Description of the task -> Every entry must be duplicated word for word.

Records from a collection ->
Segment Open

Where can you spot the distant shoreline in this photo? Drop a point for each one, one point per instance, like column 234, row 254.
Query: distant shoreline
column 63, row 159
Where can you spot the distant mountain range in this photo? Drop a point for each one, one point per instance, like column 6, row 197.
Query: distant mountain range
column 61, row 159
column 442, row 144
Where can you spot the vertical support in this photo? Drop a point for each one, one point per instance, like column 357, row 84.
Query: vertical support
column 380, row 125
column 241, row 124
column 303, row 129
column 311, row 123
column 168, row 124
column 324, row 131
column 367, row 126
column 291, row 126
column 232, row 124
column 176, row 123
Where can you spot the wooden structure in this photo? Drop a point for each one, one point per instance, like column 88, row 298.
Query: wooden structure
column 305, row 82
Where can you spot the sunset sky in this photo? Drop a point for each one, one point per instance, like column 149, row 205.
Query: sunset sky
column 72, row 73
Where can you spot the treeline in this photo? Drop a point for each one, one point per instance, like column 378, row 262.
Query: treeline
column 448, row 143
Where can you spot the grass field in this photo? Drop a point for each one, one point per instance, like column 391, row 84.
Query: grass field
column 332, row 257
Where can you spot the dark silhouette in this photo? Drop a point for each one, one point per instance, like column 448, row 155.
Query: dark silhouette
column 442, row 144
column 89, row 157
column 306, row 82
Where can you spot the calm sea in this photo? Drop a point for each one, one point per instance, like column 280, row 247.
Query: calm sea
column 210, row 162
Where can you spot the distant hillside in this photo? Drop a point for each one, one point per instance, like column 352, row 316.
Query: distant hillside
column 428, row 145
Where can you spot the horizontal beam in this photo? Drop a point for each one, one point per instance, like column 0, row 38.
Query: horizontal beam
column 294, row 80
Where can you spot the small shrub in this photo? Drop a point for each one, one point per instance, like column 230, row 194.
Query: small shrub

Segment Closed

Result of this exercise ->
Where can you spot the distant shoreline in this photo? Drop a point for each one, one point per instance, like column 234, row 254.
Query: distant shoreline
column 63, row 159
Where can you spot the distant mountain range in this photo? Drop a point for each one, one point per instance, like column 6, row 197.
Query: distant mountain range
column 61, row 159
column 442, row 144
Where can you spot the vertical support in this photo? Drop a point for each one, one point per instance, like column 357, row 84.
Query: vertical support
column 380, row 125
column 241, row 124
column 303, row 129
column 311, row 123
column 168, row 124
column 324, row 131
column 367, row 126
column 291, row 126
column 232, row 124
column 176, row 123
Where can you spot the wooden structure in this photo? Drop a point for each one, one point per instance, like column 88, row 298.
Query: wooden structure
column 305, row 82
Where can you spot the sunset sky in this photo? Drop a point for each one, one point per instance, like column 149, row 205.
Query: sunset sky
column 72, row 73
Where can you spot the treeline in this photo? Drop a point for each one, one point per instance, like column 378, row 262.
Query: treeline
column 448, row 143
Where can you spot the grass field in this photo? Drop a point for each one, one point per instance, like column 391, row 84.
Query: grass field
column 332, row 257
Where can you spot the dark silhouette in this photo? Drop a point for each one, one point per instance, like column 448, row 155.
Query: dark silhouette
column 442, row 144
column 89, row 157
column 306, row 82
Where can you spot the calm sea in this photo? Drop a point for each one, one point per instance, like column 280, row 247.
Query: calm sea
column 210, row 162
Where can you spot the distant hillside in this photo? Drop a point for each one, one point per instance, like column 352, row 316.
Query: distant hillside
column 428, row 145
Where can you spot the horizontal beam in this photo? Drop a point for each one, one point per instance, like column 0, row 38.
Query: horizontal beam
column 294, row 80
Where can you spot the small shrub in this photo? Drop a point for each one, one point per instance, like column 230, row 194.
Query: small shrub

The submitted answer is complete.